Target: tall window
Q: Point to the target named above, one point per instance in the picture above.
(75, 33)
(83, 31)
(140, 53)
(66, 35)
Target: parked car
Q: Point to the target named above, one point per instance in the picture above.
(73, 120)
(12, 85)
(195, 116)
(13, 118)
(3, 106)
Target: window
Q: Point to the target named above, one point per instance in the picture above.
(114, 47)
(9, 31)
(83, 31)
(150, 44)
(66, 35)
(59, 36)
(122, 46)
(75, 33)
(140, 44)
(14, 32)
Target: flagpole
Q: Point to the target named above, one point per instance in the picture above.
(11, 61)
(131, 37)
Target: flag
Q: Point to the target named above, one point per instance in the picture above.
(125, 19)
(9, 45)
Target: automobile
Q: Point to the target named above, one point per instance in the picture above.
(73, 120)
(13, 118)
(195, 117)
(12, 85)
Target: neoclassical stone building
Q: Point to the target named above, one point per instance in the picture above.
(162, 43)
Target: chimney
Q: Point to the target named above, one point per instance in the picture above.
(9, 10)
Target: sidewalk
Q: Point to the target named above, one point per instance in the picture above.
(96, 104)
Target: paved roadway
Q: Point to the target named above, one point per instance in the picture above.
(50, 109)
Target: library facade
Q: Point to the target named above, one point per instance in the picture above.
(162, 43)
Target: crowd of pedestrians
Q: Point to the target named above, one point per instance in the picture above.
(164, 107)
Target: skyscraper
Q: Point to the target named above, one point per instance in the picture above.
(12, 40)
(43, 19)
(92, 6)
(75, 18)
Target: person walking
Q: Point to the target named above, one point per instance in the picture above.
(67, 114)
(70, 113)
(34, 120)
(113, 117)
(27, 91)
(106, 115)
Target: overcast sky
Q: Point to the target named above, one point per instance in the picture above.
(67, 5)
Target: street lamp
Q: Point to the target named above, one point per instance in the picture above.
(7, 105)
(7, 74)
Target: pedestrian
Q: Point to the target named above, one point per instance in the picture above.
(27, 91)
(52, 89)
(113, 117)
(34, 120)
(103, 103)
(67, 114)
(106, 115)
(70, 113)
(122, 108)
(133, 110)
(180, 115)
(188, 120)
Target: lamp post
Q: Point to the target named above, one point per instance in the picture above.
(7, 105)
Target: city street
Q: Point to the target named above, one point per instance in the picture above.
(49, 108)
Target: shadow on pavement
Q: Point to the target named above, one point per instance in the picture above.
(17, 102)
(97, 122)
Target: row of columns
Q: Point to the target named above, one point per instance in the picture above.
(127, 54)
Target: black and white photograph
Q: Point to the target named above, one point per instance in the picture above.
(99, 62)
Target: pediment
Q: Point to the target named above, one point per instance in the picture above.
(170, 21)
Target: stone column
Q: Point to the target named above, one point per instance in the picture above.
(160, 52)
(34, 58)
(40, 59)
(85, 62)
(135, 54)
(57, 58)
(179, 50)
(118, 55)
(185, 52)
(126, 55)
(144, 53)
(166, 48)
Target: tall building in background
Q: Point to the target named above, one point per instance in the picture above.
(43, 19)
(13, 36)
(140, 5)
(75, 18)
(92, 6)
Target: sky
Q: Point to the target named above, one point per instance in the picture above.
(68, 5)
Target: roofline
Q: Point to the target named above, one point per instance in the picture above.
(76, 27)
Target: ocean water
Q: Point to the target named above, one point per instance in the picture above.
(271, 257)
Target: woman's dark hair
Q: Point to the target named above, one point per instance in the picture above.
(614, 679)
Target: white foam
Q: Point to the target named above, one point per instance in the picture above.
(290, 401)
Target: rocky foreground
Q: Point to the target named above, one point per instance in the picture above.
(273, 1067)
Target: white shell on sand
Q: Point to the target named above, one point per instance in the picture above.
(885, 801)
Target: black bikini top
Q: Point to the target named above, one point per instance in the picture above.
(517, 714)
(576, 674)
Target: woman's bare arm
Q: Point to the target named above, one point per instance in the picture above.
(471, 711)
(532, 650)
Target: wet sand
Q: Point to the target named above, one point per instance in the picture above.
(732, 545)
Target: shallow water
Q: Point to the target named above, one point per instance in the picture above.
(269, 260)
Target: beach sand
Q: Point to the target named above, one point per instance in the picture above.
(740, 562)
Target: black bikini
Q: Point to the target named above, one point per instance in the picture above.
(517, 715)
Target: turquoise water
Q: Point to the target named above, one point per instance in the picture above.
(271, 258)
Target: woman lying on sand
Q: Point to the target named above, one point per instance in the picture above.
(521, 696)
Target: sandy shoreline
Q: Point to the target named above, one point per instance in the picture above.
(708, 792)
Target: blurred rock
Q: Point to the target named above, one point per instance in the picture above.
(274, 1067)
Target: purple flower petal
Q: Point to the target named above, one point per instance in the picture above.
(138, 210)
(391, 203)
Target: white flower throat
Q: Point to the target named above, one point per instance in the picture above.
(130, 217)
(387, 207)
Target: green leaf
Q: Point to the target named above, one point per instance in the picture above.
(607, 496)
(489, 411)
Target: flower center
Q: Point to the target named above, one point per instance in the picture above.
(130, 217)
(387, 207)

[Task] Quote every one of the entries above verbatim, from the first line through the last.

[Answer to this task]
Target: tall window
Q: Point to the target named above, one point per instance in the picture above.
(75, 33)
(83, 31)
(140, 53)
(66, 35)
Target: parked car
Q: Point to the target named above, one point per instance in the picture above.
(73, 120)
(12, 85)
(195, 116)
(13, 118)
(3, 106)
Target: window
Q: Point to the target named above, one point per instance in the picture above.
(114, 47)
(9, 31)
(83, 31)
(150, 44)
(66, 35)
(59, 36)
(122, 46)
(75, 33)
(140, 44)
(14, 32)
Target: flagpole
Q: Point to the target named above, one point per instance in the picture above.
(11, 61)
(131, 37)
Target: flag
Q: Point to the target named above, one point per instance in the picture above.
(125, 19)
(9, 45)
Target: automobile
Q: Point to the target named above, one point per instance in the picture above.
(73, 120)
(13, 118)
(195, 117)
(12, 85)
Target: neoclassical stone building
Q: Point to the target named above, one point per instance in the picture above.
(162, 43)
Target: chimney
Q: Point to the target named above, one point per instance in the picture above.
(9, 10)
Target: sidewalk
Q: Point to the target named above, one point per instance in the picture above.
(96, 104)
Target: paved roadway
Q: Point to the target named above, one point per instance in the picture above.
(50, 109)
Target: library facade
Q: Point to the target named above, one point per instance in the picture above.
(162, 43)
Target: crowd of pedestrians
Q: Point to the target named above, one point per instance in the picture above.
(164, 107)
Target: skyscraper
Q: Point to the target named above, one point per instance in the picture above.
(12, 40)
(43, 19)
(92, 6)
(75, 18)
Target: person walking
Q: Point to the target named above, one point per instance in the picture above.
(67, 114)
(70, 113)
(34, 120)
(113, 117)
(27, 91)
(106, 115)
Target: overcast sky
Q: Point to the target named above, one point per instance in the picture above.
(67, 5)
Target: street lamp
Q: Point to the target named above, one point per instance in the picture above.
(7, 105)
(7, 74)
Target: pedestrian
Q: Point to the target named above, one point per instance in the picture above.
(27, 91)
(52, 89)
(113, 117)
(34, 120)
(103, 103)
(67, 114)
(106, 115)
(70, 113)
(122, 108)
(133, 110)
(180, 115)
(188, 120)
Target: lamp post
Q: Point to the target named above, one point per instance in the picture above.
(7, 105)
Target: city street
Q: Point to the target named above, one point per instance in the picture above.
(49, 108)
Target: shadow on pavement
Q: Point to the target named above, one point per instance in the picture above.
(17, 102)
(97, 122)
Target: row of columns
Q: Point to the target named above, one point per instance in the picture above.
(127, 54)
Target: black and white photograph
Q: Point to the target named above, one point per instance in the picture above.
(99, 62)
Target: pediment
Q: Point to the target named above, one point per instance in the picture above.
(170, 21)
Target: stone column
Q: Point to the target named above, one point per instance in the picture above.
(160, 52)
(34, 58)
(40, 59)
(85, 62)
(135, 54)
(57, 58)
(179, 50)
(118, 55)
(185, 52)
(126, 55)
(144, 53)
(166, 48)
Target: tall building in background
Q: Point to the target named above, one point per instance in the picture above.
(43, 19)
(13, 36)
(140, 5)
(75, 18)
(92, 6)
Target: sky
Q: Point to the target named above, one point per instance in the picture above.
(68, 5)
Target: roofline
Q: Point to the target named above, one point per instance in the picture above.
(76, 27)
Target: ocean water
Q: Point to the target named above, one point per instance in the picture above.
(271, 257)
Target: woman's dark hair
Q: Point to the target named above, one point per instance in the picture above.
(614, 679)
Target: white foam
Q: Point to the target named above, one point per instance in the picture above.
(290, 401)
Target: rocky foreground
Q: Point to the target named above, one point per instance in the picture above.
(273, 1067)
Target: white shell on sand
Q: Point to the target named above, one point per instance in the picture above.
(885, 801)
Target: black bikini top
Q: Point to the target named above, one point per instance in the picture above.
(517, 714)
(576, 674)
Target: woman's bare arm
Q: Point to the target named above, one point per instance in the picture above.
(471, 711)
(532, 650)
Target: wet sand
Q: Point to the target named above, one point per instance in the picture above.
(732, 545)
Target: shallow water
Q: Point to the target named above, one point per instance in the picture above.
(269, 260)
Target: beach sand
Q: Point to the target named above, one point per instance in the picture above.
(740, 562)
Target: black bikini
Q: Point to the target named above, one point per instance in the picture above.
(517, 715)
Target: turquoise water
Q: Point to the target named above, one point per instance in the picture above.
(271, 258)
Target: woman lying on sand
Q: Point to the target named above, one point per instance in the picture above.
(521, 696)
Target: sandy shoreline
Q: Point to the target named above, one point per instance in the picture above.
(708, 792)
Target: blurred rock
Q: Point to the target named above, one point per instance in the picture above.
(274, 1067)
Target: purple flower petal
Q: Point to the target named above, one point per instance in the picture above.
(138, 210)
(391, 203)
Target: white flower throat
Q: Point to the target named above, one point per instance in the picture above.
(130, 217)
(387, 207)
Target: green leaf
Q: Point to the target named above, one point per instance in the picture above.
(607, 496)
(489, 411)
Target: flower center
Q: Point to the target named above, one point per instance in the picture above.
(130, 217)
(387, 207)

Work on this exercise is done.